§ **Problem 1**
Copy the entries word for word, starting at the line that contains "Game engine object recognition — detect metal" and ending at the line that contains "225, 0, 310, 13", with both of those lines included.

§ **Supplied text**
>>>

Sunday, July 26, 2015

Ghosts of Industry: Leadville, Colorado

Leadville is a classic mining boom-and-bust town. At more than 10,000 feet in altitude, it's perched on the side of a broad valley and that's rimmed with breathtaking peaks. The town has a tremendous amount of 19th century charm--with its stately brick commercial buildings and Victorian houses. Yet the land all around still bears the scars of the mining boom, which lasted from the 1880s through the early 20th century. You see yellow and black gashes on the hillsides and vast fields of stones with nothing growing on them. Poisoned earth. Some of the old mining buildings and infrastructure remains, but most has returned to dust. The entire town is an EPA Superfund site.

Leadville has special meaning for me because one of my great-grandfathers, John Kee MacGowan, who had grown up a poor, orphaned immigrant boy in Philadelphia, somehow hooked up with the Guggenheim family in Colorado in the late 1890s, got hired, and ultimately became the first non-family partner of Guggenheims Bros., which was at the time the largest mining empire in the world.

My ancestor walked these streets...

<<<

§ **Data**
>>>

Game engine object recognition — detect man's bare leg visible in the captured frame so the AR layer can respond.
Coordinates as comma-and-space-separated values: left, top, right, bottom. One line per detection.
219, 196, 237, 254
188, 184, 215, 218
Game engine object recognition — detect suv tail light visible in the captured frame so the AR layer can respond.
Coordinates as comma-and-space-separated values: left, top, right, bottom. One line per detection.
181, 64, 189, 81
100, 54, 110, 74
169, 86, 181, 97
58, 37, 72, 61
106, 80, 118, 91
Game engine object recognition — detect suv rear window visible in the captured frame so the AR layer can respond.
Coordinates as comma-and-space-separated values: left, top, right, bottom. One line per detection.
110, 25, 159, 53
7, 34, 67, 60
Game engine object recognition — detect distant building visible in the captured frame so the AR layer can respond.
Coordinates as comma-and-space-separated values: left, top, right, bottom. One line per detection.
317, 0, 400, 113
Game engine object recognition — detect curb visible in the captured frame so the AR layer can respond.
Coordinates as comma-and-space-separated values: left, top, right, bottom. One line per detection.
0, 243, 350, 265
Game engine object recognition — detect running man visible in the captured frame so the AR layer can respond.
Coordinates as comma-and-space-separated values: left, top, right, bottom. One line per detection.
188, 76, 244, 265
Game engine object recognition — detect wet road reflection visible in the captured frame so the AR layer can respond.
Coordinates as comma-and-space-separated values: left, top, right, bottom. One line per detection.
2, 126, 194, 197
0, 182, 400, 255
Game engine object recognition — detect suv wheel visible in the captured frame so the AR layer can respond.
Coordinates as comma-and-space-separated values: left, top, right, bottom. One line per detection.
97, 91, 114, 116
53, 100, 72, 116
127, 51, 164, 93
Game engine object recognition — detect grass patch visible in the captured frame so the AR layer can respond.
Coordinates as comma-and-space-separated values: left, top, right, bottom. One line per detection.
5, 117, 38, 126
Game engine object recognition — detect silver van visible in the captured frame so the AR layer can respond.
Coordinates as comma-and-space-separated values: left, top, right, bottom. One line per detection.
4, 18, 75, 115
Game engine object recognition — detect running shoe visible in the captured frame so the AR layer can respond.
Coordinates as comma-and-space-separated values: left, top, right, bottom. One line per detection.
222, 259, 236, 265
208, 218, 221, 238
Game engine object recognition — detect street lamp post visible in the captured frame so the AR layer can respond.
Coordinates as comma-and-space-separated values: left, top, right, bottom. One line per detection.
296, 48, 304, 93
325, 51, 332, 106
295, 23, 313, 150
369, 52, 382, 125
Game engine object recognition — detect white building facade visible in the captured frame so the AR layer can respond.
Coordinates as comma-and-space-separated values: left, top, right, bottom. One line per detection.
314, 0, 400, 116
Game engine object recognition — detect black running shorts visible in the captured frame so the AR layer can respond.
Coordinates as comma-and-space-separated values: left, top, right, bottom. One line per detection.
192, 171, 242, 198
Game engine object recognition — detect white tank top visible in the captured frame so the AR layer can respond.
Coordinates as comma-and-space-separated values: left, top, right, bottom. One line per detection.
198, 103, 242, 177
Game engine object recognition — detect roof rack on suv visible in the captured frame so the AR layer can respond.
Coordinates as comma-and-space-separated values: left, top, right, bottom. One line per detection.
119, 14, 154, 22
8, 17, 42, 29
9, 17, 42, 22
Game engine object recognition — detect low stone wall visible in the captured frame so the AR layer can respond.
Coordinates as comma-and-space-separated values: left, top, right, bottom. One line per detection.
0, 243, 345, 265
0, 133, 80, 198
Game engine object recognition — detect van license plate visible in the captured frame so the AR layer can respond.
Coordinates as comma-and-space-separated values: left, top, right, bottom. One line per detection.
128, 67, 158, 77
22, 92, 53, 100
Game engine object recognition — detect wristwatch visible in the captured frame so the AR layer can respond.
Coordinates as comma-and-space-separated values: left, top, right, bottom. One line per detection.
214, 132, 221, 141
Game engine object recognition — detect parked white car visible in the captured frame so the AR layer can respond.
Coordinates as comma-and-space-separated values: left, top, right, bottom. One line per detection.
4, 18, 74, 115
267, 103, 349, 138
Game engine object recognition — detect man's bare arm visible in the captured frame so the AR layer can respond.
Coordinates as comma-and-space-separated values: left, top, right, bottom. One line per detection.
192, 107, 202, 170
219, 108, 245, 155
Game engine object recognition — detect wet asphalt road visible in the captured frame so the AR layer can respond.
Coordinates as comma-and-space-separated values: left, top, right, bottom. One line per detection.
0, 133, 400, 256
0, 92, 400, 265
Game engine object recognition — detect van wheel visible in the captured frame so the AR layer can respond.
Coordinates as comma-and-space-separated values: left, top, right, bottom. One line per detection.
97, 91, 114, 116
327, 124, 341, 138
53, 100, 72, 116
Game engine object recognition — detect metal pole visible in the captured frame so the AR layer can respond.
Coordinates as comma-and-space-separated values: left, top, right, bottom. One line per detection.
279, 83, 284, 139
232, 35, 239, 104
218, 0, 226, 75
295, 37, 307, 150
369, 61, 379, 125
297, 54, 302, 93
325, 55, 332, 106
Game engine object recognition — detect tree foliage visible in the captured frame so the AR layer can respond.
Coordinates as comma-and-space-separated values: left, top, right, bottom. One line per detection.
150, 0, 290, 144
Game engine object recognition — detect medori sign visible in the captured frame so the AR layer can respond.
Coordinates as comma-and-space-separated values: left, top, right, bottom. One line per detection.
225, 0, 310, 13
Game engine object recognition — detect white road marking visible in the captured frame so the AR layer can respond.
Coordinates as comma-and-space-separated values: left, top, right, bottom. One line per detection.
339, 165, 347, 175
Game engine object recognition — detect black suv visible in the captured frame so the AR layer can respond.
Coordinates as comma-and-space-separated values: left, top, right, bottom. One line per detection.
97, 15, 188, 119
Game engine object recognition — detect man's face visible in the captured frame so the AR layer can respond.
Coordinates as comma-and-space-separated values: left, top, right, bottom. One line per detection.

<<<

§ **Problem 2**
For each statement below, say whether it agrees with the Leadville post, answering yes or no and quoting the deciding words. (a) Leadville sits above 10,000 feet. (b) The mining boom ended in the 1850s. (c) John Kee MacGowan grew up in Philadelphia.

§ **Answer 1**
Game engine object recognition — detect metal pole visible in the captured frame so the AR layer can respond.
Coordinates as comma-and-space-separated values: left, top, right, bottom. One line per detection.
279, 83, 284, 139
232, 35, 239, 104
218, 0, 226, 75
295, 37, 307, 150
369, 61, 379, 125
297, 54, 302, 93
325, 55, 332, 106
Game engine object recognition — detect tree foliage visible in the captured frame so the AR layer can respond.
Coordinates as comma-and-space-separated values: left, top, right, bottom. One line per detection.
150, 0, 290, 144
Game engine object recognition — detect medori sign visible in the captured frame so the AR layer can respond.
Coordinates as comma-and-space-separated values: left, top, right, bottom. One line per detection.
225, 0, 310, 13

§ **Answer 2**
(a) Yes: "At more than 10,000 feet in altitude"
(b) No: "which lasted from the 1880s through the early 20th century"
(c) Yes: "who had grown up a poor, orphaned immigrant boy in Philadelphia"